Exercise brief:
Write what comes next in the passage on applying OIQ and ROVI to change management and AI transformation, starting after its last sentence.

Some Recommended Application of OIQ and ROVI into Change Management and AI Transformation
Measuring Readiness and Identifying Resistance
Baseline OIQ, OIQ types and ROVI data to establish an AI Readiness Index for each business unit or the organization as a whole. Surface individual attributes to predict readiness. For example:
• High OIQ (Expanders and Connectors) with high ROVI: individuals more likely to be natural early adopters, but also potentially requiring oversight and AI governance constraints.
• High OIQ (Expanders and Connectors) with low ROVI: individuals likely to be frustrated by AI adoption mandates without opportunity to innovate.
• Lower OIQ (Connectors, Augmenters and Focals) with high ROVI: individuals likely to be frustrated to a great or lesser extent by AI adoption mandates without specific training on AI within defined constraints.
• Low OIQ (Focals and Augmenters) with low ROVI: individuals most likely to resist or underperform without autonomy interventions or specific training based upon their role.
Figure 6. Measuring Readiness and Identifying Resistance

Targeting Interventions
ROVI also provides precision training diagnostics. For example:
• Low OIQ / High ROVI: Creative and AI-literacy training.
• High OIQ / Low ROVI: Leadership or workflow redesign.
• High OIQ / High ROVI: Leverage as transformation ambassadors.
Figure 7. Targeting Interventions

Culture Change
The Hupchecker and the Hupside framework allow leadership to engage individuals in a shared exercise of transformation. There is no “wrong answer” to an assessment of individual OI—it is an essential part of human behavior—it differs only in how it is exercised by the individual. Moreover, the message that AI is best used as an adjunct to individual originality not as a substitute allows for the adoption of AI to move from an “either/or” conversation to an “and” conversation. Allowing individuals to participate in the assessment and provide feedback on their perceptions of their autonomy further reinforces a sense of participation and individual empowerment. This can mitigate internal resistance to AI adoption that is currently framed by a fear of obsolescence. Hupside reframes the discussion: data proves where OI creates distinctiveness, and application of its results allows for roles and individuals to match and to maximize the benefits of AI.

[Records from a dataset]
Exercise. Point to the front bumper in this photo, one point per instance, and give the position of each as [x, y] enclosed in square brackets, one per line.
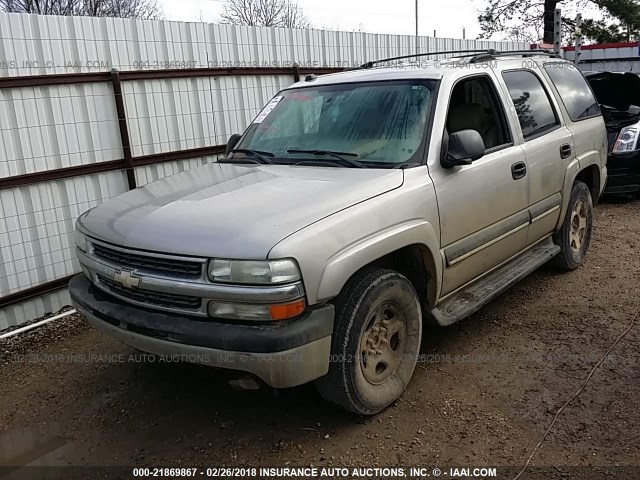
[624, 173]
[286, 354]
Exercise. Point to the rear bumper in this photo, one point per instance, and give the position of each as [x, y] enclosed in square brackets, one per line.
[285, 355]
[624, 173]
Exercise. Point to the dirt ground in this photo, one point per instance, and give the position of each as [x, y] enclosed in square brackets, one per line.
[484, 393]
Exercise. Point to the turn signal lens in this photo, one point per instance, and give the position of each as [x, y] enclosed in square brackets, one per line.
[257, 312]
[287, 310]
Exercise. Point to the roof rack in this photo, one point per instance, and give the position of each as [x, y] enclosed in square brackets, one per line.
[476, 55]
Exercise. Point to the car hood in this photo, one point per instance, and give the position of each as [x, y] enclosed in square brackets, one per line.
[617, 90]
[232, 211]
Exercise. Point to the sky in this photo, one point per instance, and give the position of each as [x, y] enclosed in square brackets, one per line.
[447, 17]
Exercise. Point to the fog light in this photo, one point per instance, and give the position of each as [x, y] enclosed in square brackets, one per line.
[239, 311]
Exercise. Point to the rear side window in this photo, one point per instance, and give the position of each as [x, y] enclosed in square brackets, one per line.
[535, 113]
[574, 91]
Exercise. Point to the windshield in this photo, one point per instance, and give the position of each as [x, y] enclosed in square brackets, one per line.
[373, 123]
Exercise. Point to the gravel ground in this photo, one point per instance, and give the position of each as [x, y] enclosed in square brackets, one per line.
[484, 393]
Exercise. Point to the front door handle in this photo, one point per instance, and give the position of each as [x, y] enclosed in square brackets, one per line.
[518, 170]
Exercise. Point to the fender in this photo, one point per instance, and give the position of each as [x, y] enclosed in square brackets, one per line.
[342, 265]
[578, 165]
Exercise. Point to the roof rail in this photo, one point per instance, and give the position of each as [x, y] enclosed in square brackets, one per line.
[521, 53]
[482, 54]
[370, 64]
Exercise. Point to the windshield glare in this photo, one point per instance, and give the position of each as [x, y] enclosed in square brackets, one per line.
[382, 122]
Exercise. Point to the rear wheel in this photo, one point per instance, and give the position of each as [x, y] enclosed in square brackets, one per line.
[376, 341]
[574, 238]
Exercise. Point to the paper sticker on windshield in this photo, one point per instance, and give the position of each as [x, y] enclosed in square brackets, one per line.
[268, 109]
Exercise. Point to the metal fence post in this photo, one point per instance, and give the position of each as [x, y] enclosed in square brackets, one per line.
[124, 129]
[557, 31]
[296, 72]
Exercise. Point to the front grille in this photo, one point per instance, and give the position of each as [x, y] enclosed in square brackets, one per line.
[164, 266]
[153, 299]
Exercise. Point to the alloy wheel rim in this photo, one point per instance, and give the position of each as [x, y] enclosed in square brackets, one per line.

Output:
AI delivers scale. Humans deliver distinction. ROVI ensures efficiency gains don’t come at the cost of creativity, making hybrid intelligence the foundation for sustainable transformation.
Sustaining AI Transformation Impact
Because there are proven cognitive risks to overreliance on AI, and also because the capabilities of AI continue to increase, continued measurement of OIQ and ROVI will allow an organization to keep pace. Some recommended metrics include ongoing measurement of:
• Improvement in ROVI and OIQ scores.
• Higher ROVI correlation with innovation KPIs
• Reduced homogenization in AI-assisted output reflected in maintenance of OIQ scores after deployment.
• Changes in OIQ or ROVI after introduction of new AI tools.

Conclusion
AI standardizes what is known; originality generates what is new. By embedding Hupside into workforce analytics, leaders can identify where originality fuels value and where it is constrained. These metrics transform originality from intuition into evidence—making human creativity measurable, improvable, and indispensable in the AI era. The integration of OIQ, OIQ Types and ROVI transforms the measurement of originality from a static trait into a dynamic management variable—allowing organizations to design AI transformation around the people who expand the idea space and create lasting differentiation.